Material provided:
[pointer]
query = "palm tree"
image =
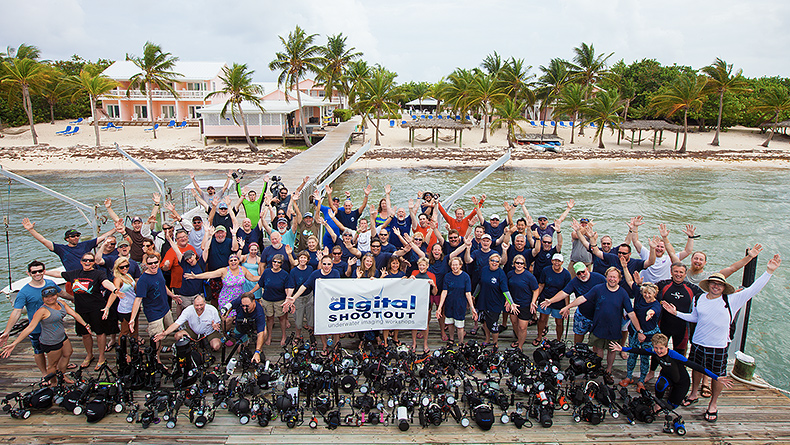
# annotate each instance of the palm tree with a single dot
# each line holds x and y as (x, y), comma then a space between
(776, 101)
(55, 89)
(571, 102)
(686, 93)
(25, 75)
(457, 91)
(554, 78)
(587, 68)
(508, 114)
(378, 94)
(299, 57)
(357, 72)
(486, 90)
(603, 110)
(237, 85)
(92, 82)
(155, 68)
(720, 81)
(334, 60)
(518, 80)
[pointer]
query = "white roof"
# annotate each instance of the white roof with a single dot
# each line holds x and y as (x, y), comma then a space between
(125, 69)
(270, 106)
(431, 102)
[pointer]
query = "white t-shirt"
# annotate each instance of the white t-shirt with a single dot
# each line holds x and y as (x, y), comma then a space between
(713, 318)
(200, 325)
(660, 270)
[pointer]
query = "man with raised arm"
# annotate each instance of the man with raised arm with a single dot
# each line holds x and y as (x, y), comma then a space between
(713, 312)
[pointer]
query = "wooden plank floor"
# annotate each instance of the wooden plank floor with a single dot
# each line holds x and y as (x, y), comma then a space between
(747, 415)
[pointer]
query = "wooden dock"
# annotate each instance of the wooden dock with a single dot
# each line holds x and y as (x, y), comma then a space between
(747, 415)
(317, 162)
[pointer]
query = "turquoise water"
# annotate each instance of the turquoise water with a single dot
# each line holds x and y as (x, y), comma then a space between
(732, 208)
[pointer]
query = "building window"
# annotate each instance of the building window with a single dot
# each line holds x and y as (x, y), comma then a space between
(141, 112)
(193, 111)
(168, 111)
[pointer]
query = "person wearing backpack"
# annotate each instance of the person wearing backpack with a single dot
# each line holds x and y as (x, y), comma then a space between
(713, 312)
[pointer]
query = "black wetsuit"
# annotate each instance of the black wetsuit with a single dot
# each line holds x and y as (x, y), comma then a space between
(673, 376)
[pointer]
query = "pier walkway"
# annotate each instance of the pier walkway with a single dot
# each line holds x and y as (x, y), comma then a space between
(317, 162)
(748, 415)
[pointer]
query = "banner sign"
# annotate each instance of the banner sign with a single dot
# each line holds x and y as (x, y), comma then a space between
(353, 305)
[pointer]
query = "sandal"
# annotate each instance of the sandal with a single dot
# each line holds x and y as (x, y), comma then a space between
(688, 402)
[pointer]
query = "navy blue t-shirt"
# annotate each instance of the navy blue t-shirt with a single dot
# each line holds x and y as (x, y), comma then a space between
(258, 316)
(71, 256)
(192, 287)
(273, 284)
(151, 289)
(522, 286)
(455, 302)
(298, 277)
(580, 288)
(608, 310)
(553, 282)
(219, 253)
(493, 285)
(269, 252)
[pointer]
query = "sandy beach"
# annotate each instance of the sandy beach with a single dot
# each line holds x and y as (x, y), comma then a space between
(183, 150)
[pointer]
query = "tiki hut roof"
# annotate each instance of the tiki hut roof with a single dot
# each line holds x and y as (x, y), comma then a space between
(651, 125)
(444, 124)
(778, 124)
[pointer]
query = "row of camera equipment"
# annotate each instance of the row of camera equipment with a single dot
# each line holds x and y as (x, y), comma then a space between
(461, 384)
...
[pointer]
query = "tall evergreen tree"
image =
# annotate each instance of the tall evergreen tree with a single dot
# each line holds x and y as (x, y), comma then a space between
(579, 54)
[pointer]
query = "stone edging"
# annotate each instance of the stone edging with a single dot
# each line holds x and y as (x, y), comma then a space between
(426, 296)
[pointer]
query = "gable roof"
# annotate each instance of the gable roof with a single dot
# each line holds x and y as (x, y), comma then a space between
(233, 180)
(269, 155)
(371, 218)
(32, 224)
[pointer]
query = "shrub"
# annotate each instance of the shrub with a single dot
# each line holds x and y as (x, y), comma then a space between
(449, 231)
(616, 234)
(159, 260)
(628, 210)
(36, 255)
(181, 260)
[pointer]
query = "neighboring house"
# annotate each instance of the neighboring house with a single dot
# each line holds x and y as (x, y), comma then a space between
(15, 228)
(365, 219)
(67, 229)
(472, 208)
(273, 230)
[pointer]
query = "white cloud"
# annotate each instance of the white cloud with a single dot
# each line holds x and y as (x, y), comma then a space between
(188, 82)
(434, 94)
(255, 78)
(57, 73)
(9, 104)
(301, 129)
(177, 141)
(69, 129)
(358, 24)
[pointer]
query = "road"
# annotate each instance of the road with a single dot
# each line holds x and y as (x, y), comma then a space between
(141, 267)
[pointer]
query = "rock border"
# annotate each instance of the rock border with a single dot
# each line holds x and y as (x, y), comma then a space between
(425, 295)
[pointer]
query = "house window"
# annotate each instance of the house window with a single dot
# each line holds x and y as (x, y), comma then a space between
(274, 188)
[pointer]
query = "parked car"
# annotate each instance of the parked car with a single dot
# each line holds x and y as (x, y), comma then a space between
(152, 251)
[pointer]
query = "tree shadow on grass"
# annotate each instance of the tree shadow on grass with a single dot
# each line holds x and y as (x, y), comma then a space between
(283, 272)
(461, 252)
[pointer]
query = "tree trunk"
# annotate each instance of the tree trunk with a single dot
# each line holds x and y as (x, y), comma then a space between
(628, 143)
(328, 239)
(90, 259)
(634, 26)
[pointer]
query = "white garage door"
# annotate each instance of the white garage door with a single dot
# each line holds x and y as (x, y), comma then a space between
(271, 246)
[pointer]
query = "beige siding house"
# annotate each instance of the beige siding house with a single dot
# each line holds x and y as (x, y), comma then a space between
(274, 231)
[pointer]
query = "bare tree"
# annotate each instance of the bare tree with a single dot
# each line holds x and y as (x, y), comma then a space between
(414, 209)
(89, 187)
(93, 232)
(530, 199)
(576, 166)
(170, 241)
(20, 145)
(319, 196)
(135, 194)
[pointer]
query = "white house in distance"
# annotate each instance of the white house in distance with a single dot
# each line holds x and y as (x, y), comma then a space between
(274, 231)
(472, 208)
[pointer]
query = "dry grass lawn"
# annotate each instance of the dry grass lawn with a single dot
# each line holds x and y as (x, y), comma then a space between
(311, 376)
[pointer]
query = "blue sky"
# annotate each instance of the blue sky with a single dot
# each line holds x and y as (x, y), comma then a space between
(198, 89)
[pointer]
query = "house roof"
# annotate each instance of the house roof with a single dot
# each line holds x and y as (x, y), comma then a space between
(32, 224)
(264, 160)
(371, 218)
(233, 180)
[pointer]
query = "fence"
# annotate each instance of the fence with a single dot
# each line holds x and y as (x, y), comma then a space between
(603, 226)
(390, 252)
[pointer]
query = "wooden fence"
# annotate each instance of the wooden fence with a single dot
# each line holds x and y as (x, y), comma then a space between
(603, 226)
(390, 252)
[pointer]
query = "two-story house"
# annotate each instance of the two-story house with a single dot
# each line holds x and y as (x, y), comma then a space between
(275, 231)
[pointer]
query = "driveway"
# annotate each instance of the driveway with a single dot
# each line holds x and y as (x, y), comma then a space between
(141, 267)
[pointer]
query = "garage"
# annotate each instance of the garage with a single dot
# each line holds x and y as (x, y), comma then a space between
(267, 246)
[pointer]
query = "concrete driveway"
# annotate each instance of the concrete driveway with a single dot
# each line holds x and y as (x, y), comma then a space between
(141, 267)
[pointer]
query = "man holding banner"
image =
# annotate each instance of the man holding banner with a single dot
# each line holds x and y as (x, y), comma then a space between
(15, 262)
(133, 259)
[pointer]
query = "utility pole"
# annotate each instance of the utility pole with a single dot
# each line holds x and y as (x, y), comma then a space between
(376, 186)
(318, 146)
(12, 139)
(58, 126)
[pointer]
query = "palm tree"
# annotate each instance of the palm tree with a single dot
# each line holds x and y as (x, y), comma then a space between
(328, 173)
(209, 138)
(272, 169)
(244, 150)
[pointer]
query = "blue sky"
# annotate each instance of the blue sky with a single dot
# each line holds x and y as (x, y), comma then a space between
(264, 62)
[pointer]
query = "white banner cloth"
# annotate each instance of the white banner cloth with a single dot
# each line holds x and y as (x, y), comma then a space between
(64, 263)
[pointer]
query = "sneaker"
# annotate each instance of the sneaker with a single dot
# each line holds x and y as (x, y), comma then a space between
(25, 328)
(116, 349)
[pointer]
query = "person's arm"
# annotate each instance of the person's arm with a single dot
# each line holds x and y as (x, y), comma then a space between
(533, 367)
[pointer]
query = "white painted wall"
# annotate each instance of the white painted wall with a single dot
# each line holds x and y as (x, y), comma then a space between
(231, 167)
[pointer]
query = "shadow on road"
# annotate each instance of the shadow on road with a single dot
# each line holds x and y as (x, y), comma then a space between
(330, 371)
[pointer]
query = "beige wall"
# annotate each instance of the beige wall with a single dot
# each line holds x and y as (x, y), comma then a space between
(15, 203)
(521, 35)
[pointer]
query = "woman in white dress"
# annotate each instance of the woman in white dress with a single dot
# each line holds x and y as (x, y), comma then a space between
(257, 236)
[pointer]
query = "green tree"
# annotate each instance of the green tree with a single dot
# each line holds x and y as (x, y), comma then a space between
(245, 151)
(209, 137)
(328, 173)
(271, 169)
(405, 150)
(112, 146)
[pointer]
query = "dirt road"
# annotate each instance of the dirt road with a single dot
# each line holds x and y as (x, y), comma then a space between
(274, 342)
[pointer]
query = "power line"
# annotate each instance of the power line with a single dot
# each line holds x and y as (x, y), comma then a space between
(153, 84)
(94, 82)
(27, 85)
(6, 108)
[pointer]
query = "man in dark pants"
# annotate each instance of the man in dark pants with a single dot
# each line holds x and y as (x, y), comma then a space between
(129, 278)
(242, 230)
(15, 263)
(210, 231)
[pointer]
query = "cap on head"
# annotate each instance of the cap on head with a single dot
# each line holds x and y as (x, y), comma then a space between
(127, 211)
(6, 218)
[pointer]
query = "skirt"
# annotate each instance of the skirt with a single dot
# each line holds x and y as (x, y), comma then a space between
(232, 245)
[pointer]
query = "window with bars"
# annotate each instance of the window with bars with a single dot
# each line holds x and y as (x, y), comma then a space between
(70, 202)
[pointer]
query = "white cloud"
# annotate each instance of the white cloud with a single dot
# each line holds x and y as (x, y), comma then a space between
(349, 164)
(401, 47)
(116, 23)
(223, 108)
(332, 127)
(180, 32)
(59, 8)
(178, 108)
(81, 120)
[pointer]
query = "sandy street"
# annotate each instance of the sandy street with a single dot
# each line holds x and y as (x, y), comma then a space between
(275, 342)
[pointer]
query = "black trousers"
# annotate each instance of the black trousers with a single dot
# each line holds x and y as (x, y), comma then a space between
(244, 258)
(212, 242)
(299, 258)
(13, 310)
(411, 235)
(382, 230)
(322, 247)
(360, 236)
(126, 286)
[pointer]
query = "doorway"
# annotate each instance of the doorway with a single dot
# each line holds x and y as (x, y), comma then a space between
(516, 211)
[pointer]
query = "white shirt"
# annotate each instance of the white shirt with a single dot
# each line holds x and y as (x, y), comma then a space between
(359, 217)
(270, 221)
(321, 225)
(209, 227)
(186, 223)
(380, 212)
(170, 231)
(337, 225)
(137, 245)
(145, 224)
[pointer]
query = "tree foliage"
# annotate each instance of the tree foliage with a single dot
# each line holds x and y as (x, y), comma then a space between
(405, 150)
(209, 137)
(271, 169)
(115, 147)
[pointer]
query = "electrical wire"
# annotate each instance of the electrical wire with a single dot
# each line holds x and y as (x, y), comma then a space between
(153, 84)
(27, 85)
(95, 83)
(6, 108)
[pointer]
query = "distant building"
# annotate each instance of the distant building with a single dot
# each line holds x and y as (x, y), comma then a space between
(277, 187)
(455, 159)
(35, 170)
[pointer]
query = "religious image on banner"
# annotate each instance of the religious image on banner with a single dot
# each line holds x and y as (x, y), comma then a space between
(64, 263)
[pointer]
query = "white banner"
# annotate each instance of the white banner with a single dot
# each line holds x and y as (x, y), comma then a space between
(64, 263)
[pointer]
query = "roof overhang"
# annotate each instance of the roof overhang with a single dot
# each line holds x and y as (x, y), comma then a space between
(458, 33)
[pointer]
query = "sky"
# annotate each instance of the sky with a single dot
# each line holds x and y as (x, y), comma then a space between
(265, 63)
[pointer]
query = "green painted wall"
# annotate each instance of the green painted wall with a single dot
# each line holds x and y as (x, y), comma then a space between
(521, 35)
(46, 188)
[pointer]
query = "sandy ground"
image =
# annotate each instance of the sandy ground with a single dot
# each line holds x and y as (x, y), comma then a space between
--
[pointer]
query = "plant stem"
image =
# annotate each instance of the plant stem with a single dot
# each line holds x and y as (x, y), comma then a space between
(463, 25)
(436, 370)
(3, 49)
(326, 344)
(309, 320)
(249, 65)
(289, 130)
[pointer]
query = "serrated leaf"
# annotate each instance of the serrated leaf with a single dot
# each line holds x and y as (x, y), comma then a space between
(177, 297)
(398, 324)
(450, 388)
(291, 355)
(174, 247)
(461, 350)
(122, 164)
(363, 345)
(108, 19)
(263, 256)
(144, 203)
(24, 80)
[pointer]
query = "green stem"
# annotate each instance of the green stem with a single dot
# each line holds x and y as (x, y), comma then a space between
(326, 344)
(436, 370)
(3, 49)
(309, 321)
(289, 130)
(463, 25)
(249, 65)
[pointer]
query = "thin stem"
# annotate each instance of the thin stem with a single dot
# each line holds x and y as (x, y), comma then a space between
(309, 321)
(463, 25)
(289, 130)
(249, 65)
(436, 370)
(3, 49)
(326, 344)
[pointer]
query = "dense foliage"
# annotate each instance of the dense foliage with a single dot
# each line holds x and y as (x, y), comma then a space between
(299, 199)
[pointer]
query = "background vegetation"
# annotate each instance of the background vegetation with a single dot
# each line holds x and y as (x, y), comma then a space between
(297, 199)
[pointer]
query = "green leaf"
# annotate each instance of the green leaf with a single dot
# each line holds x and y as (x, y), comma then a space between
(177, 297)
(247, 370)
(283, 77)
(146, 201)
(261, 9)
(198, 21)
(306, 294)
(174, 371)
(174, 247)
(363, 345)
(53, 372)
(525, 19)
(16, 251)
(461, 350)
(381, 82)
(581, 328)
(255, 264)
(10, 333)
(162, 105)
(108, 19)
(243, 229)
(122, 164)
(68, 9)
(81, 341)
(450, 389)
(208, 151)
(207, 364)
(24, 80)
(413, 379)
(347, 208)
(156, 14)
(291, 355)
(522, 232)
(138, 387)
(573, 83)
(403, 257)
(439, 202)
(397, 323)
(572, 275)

Prompt: For every line of the records that has the word "house" in it, make a copy.

Reply:
query = "neighboring house"
# annotate each instance of the neighboring house with a single dot
query = "house window"
# annotate each instance of the house window with a single dot
query = "beige siding house"
# annotate each instance of the beige siding house with a single dot
query = "white house in distance"
# annotate each instance of the white house in distance with a single dot
query = "house roof"
# annotate each instance of the house roof with a single dot
query = "two-story house"
# annotate each instance of the two-story house with a single dot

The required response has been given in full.